(Texte extrait):
----
[Bring The NoiZe : une rubrique discophile récurrente mais à périodicité totalement aléatoire ; on y parle de disques plus ou moins obscurs (mais pas toujours) et publiés pour la plupart par des micro labels tenus par des passionnés enthousiastes et dévoués (mais pas seulement) ; alors autant dire que la seule règle de conduite suivie ici est celle de la subjectivité voire de la mauvaise foi… ce qui signifie également que la meilleure façon de découvrir des musiques, des groupes et leurs disques, c’est d’aller les écouter et de se faire une opinion par soi-même]
Si la musique adoucissait réellement les mœurs, ça se saurait. Et si la plupart du temps elle provoquait autre chose qu’un joli ennui poli et lointain, ça se saurait également. Heureusement de temps à autres on tombe sur un disque qui fait vraiment du bien. Awo, deuxième album de Ukandanz, est de ceux-là. Ukandanz est un drôle de mélange de musiciens européens (Damien Cluzel à la guitare et aux arrangements, Lionel Martin au saxophone, Benoit Lecomte à la basse et Guilhem Mercier à la batterie) avec le chanteur éthiopien Asnake Guebreyes. D’un côté on retrouve donc des gens qui jouent dans des groupes tels que Kouma, Polymorphie, Ni et PoiL – donc des trucs plutôt rock (ahem, est ce que « rock » signifie réellement encore quelque chose ?) et jazz – et de l’autre il y a ce chanteur incomparable, cette voix à la fois féline et de velours, rugissante aussi bien que caressante.
Mais surtout le groupe occupe un terrain de jeu qui n’appartient qu’à lui : Ukandanz reprend des standards folkloriques (encore un mot que je déteste) et des chansons populaires du répertoire éthiopien, le tout réarrangé à grands coups d’électricité tapageuse, de fulgurance free voire d’agressivité noise. Loin des idées reçues sur les fusions entre musiques occidentales et « ethniques » (décidément cette chronique est truffée de gros mots), Ukandanz réussit le double exploit de donner une autre vie à des chansons d’une beauté sidérante et en plus de rendre cette musique d’un naturel confondant. Je veux dire : ici pas de citations caricaturales ou d’emprunts stéréotypés, tout semble couler de source, entre énergie, stridences et émotion (ah non, ça ce n’est pas un gros mot) et les cinq musiciens de Ukandanz ne font qu’un, c’est un vrai groupe et non pas un chanteur accompagné par un groupe de tricoteurs qui essayent de tirer leur épingle du jeu. Mention spéciale tout de même à Asnake Guebreyes dont le registre, l’interprétation toute en finesse et en sensations fortes ferait des ravages même chez le plus obtus des fans de hair metal favorable à la déchéance de nationalité pour les musiciens à l’esprit aventureux et curieux. Awo est publié en vinyle par Dur Et Doux et Bigoût records, la version numérique étant assurée par Atypeek.
----
(Objectif): Prolongez la chronique ci-dessus consacrée à l'album Awo de Ukandanz en enchaînant directement après sa dernière phrase.

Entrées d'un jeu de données
----
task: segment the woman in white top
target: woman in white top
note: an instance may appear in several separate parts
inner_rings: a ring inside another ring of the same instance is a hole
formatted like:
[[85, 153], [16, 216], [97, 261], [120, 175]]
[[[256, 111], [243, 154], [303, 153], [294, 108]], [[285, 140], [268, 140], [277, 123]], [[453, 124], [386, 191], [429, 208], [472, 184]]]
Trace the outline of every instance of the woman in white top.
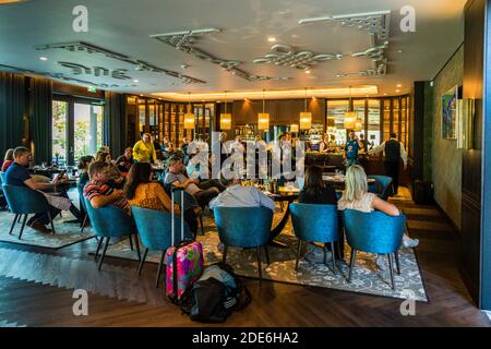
----
(Résultat attendu):
Damien Cluzel joue également de la guitare baryton au sein de Polymorphie, projet dont l’initiateur est le saxophoniste Romain Dugelay. A leurs côtés (oui il y a un accent circonflexe à « côté ») il y a le batteur Léo Dumont – qui joue aussi avec ces deux là dans Kouma et Pixvae – ainsi que le saxophoniste Clément Edouard (de Lunatic Toys et Loup) et Marine Pellegrini et Lucas Garnier (aka le duo Erotic Market). Même s’il serait aisé de mettre tout ce petit monde dans la case pré-remplie « musiciens de jazz », Polymorphie dépasse et englobe les genres, les amalgame et les transcende. Freeture, noise-rock et même electro se côtoient avec un bel esprit d’inventivité et un à-propos qui là aussi ne ressemble jamais à un vulgaire collage.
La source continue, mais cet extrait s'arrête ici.